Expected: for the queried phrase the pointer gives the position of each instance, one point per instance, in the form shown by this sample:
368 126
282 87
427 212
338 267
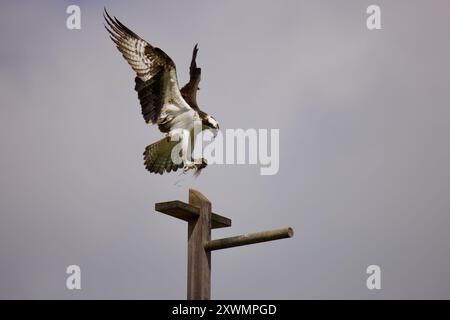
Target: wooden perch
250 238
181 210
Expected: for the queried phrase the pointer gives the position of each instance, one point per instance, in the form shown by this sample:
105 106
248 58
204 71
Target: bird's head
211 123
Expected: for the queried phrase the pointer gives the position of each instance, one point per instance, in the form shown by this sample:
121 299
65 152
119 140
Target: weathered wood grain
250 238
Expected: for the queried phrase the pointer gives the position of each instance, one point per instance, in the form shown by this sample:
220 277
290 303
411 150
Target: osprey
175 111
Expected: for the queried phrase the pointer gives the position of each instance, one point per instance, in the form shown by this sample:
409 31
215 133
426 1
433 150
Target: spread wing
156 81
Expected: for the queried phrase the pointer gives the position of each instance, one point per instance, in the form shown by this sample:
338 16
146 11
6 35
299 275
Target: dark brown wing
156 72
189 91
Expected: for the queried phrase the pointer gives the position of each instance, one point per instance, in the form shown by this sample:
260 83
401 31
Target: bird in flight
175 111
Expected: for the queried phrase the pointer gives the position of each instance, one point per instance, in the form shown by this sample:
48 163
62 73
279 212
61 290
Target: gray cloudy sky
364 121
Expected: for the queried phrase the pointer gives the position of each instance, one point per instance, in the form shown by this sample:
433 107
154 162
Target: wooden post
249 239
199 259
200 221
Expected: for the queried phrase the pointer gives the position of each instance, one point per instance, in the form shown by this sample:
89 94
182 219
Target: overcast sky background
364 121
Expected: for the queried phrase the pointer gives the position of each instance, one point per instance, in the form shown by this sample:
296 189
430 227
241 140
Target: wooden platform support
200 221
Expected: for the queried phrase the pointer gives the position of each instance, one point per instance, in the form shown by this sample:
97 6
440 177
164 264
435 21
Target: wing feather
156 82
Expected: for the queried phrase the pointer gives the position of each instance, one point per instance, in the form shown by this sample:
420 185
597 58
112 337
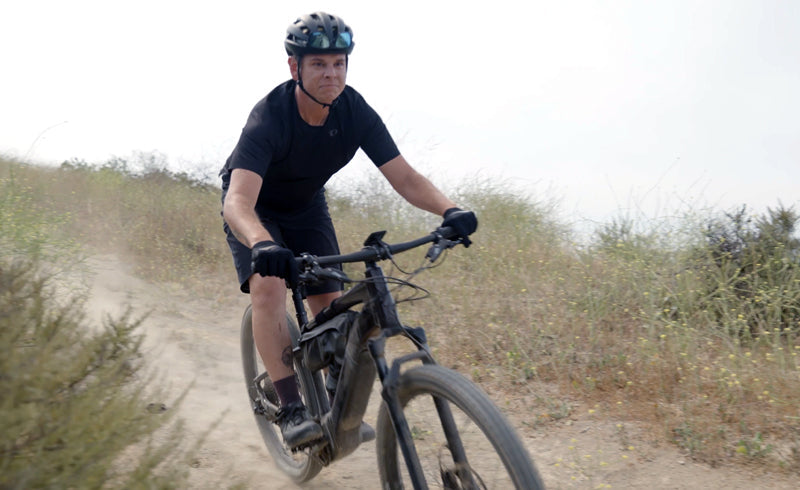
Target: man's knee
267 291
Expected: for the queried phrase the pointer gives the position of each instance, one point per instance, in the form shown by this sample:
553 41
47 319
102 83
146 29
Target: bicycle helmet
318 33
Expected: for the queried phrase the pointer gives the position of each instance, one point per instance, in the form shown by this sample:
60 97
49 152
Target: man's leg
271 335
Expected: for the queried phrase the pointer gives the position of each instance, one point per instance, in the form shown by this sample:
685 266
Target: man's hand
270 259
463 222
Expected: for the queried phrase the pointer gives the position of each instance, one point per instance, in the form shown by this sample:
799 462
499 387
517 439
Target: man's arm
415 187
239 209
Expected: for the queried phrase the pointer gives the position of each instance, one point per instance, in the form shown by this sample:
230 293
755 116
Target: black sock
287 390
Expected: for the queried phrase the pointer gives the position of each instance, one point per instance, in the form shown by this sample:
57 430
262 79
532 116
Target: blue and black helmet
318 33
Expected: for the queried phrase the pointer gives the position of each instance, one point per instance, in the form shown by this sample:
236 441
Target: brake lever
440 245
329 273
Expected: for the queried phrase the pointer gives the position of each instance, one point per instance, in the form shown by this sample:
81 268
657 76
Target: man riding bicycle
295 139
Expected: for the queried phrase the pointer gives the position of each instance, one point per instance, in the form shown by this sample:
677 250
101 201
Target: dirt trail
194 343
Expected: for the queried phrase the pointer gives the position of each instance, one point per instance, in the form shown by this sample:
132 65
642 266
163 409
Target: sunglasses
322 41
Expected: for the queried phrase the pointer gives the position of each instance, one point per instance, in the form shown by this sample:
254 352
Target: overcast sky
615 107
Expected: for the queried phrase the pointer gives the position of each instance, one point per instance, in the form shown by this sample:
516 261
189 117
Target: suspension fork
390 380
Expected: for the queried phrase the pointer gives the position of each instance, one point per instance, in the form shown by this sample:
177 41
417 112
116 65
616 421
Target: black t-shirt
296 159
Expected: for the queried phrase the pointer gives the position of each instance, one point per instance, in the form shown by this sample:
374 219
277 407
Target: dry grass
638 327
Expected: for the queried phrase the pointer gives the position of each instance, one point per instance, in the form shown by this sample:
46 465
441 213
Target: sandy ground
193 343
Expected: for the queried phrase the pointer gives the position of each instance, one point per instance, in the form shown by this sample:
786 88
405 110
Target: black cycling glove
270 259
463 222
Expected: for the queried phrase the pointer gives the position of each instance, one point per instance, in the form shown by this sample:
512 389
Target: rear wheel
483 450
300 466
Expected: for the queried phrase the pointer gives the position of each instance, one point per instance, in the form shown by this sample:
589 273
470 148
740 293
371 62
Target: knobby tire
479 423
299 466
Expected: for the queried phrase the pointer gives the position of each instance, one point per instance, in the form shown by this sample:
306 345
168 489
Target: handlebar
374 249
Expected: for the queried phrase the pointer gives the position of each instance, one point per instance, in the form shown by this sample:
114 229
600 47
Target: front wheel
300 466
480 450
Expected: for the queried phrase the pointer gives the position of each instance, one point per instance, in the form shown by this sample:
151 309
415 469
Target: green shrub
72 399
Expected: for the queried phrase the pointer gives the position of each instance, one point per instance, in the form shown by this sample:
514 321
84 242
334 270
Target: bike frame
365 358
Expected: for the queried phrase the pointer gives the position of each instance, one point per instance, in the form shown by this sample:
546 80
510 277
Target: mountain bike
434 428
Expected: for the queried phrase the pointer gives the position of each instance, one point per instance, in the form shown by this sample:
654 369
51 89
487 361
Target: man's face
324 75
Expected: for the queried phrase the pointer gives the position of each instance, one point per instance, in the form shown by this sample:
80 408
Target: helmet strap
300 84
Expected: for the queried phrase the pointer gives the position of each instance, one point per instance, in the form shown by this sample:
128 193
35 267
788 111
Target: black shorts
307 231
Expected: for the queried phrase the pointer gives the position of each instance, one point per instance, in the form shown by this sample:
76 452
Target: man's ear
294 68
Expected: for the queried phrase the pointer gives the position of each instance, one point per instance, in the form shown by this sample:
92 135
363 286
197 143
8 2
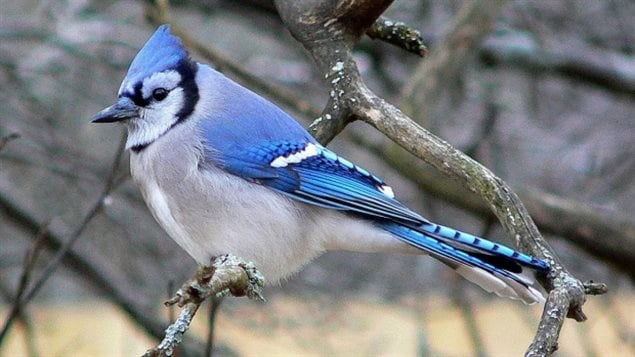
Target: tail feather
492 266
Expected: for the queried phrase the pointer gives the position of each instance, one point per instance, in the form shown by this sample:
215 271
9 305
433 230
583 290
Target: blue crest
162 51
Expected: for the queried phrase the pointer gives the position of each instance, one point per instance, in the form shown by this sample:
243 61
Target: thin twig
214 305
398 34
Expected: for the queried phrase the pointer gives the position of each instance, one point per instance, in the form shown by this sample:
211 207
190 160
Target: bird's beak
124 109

☆ ☆ ☆ ☆

Task prompt: Copy the data exactly. Any picture it contains is to be omitted.

Answer for this exercise:
Expected: for the queried phrase the pointer gives the position of each instance, one point per instance, in the form shown by this sample:
368 126
282 87
427 212
338 267
Target: wooden perch
250 238
181 210
Expected: for the queried phrase the pointer gives the position of each instance, one point per instance, in the form shown by this sample:
105 106
248 58
204 71
Target: bird's head
211 123
Expected: for the queried phrase the pointer gives the position of each instance, one point per instance, in the form shown by this sample:
121 299
65 152
119 140
Target: weathered wood grain
250 238
Expected: for the queried phrase the pointer gives the position of each instance, one point per instance, in the form shown by this sample:
220 277
290 303
411 150
Target: osprey
175 111
Expected: for the queried phrase the pointer gives the position of each instance, one point per instance, in the form shown by this sample:
409 31
215 133
426 1
433 150
Target: spread wing
156 81
Expected: for the queried phrase the pointer gives the position of each instance, one point per instance, in the form shown by this sample:
338 16
146 11
6 35
299 275
Target: dark brown wing
156 72
189 91
Expected: for the queried phrase the pointer gives the position of each instance, one point per instance, in the form shown by this sample:
260 83
401 31
Target: bird in flight
175 111
Expected: for the queried phrase the pointer gives the position of each instance, one point per instance, in the form shown by this sample:
48 163
62 73
279 212
61 290
Target: gray cloudy sky
364 121
Expected: for the queried phrase the pointer gives the position of each instance, one point per instance, in the form shown by this sample:
433 107
154 162
Target: wooden post
249 239
199 259
200 221
Expected: for the queried phrase the pointer gives the position of each instance, one point per instance, in the form shown by this sample:
89 94
182 219
Target: overcast sky background
364 121
Expected: for the queried phrase the pointer gives the position of each instance, one point per instance, in the form shown by this sample:
296 189
430 227
241 140
Target: wooden platform support
200 221
Expected: for the queried phrase the pointer gives the position of each instance, one point per instance, in the form shown by this sample:
97 6
440 177
164 264
435 21
Target: wing feather
156 82
Expected: for the queried phrase the pointer gives the position of each instance, one point per instance, in the form shown by this sample:
420 185
597 58
112 337
Target: man's knee
267 291
Expected: for the queried phrase the pointer gives the position of each instance, one point per instance, in the form shown by this sample:
553 41
47 319
102 83
146 29
Target: bicycle helmet
318 33
Expected: for the queried phrase the pointer gives the position of each instance, one point per instance, in the form shown by this sample:
60 97
49 152
Target: man's leg
271 335
Expected: for the queried phrase the pointer gives the position of each instance, one point per instance, in the form shown by this sample:
685 266
Target: man's hand
270 259
463 222
Expected: for the queried phrase the pointer gives the position of each instance, one point per instance, in the form shown by this sample:
799 462
499 387
517 439
Target: man's arm
415 187
239 209
Expected: for the queried phrase the pointer gives the position of each instance, one point per instance, in the form shown by this sample:
230 293
755 116
Target: black sock
287 390
Expected: for the queried phrase the pointer gives the position of each instance, one point per instance, in the form shown by this sample:
57 430
262 79
532 116
Target: blue and black helmet
318 33
Expected: for the queried phrase the pointer gives the position of each instance, one point per instance, in the form shown by this sample:
236 441
Target: brake lever
440 245
329 273
Expected: for the queried phrase the pointer gives the position of each instance, one point per instance, in the form shown by this sample:
81 268
657 76
Target: man riding bicycle
295 139
Expected: for the queried phrase the pointer gives the position of each instance, one point per instance, in the form shown by this sample:
677 250
101 201
Target: dirt trail
194 343
Expected: for the queried phrase the pointer gives the position of each instance, one point per instance, in the form shown by this sample:
132 65
642 266
163 409
Target: sunglasses
322 41
Expected: for the queried phrase the pointer gives the position of each instance, one point per instance, in the form shown by this sample:
254 352
Target: overcast sky
615 107
Expected: for the queried phrase the pointer gives the position of each instance, one point per instance, in the form shown by this sample:
516 261
189 117
Target: suspension fork
390 380
Expected: for the queried phrase the pointer gives the position of each instance, one point per instance, in the form shown by this sample:
177 41
417 112
116 65
616 421
Target: black t-shirt
296 159
Expected: for the queried phrase the pointer gives the position of each instance, one point per instance, in the form shown by this sample:
374 219
277 407
Target: dry grass
638 327
Expected: for the queried phrase the pointer gives the position of each instance, one point per instance, in the form shown by this sample:
46 465
441 213
Target: sandy ground
193 343
Expected: for the queried phrase the pointer gives the position of each instance, one point per instance, in the form shown by this sample:
786 88
405 110
Target: black cycling glove
270 259
463 222
Expected: for the queried phrase the pointer gives the position of each instance, one point per instance, in the form shown by this sample:
512 389
Target: rear wheel
483 450
300 466
Expected: for the queried phrase the pointer gives the position of each instance, one point per instance, in the form shown by this sample:
589 273
470 148
740 293
371 62
Target: knobby tire
479 423
299 466
Expected: for the queried phrase the pointer gives the position of each instance, one point per instance, in the form shown by this sample:
306 345
168 489
Target: handlebar
374 249
Expected: for the queried phrase the pointer gives the position of each instance, one point per instance, in the form shown by this sample:
114 229
600 47
Target: front wheel
300 466
480 450
Expected: for the queried phrase the pointer gives the position of each instance, one point per instance, in the form shown by this sample:
151 309
415 469
Target: green shrub
72 399
Expected: for the queried phrase the pointer gives the position of each instance, one point per instance, in the form shown by this sample:
514 321
84 242
334 270
Target: bike frame
365 358
Expected: for the queried phrase the pointer gives the position of each instance, one point per instance, in the form shown by this sample:
546 80
510 277
Target: mountain bike
434 428
Expected: for the queried phrase the pointer gives the position of each instance, one point per instance, in the form shown by this sample:
654 369
51 89
487 361
Target: man's face
324 75
Expected: for the queried phrase the pointer gives the position of each instance, one point per instance, in the form shown by this sample:
80 408
Target: helmet strap
300 84
Expected: for the queried phrase the pointer gives the position of each instance, one point per instance, in the form shown by this sample:
128 193
35 267
788 111
Target: black shorts
307 231
Expected: for the queried phrase the pointer gives the position of each instance, one point per instance, in the form shown by this sample:
76 452
Target: man's ear
294 68
Expected: for the queried phrase the pointer gives the position of each instance, one point per instance, in the form shown by this sample:
92 135
363 286
197 143
8 2
Target: tail feather
492 266
Expected: for the queried phrase the pointer gives the position of each instance, one point per instance, in the form shown by this sample:
215 271
9 305
433 230
583 290
Target: blue crest
162 51
Expected: for the queried phrase the pointer gives the position of each instance, one point per instance, in the form shown by this sample:
243 61
Target: thin twig
214 305
398 34
Expected: for the queried phrase the pointer gives the position of each instance, one point per instance, in the form shown by this sample:
211 207
190 160
Target: bird's beak
124 109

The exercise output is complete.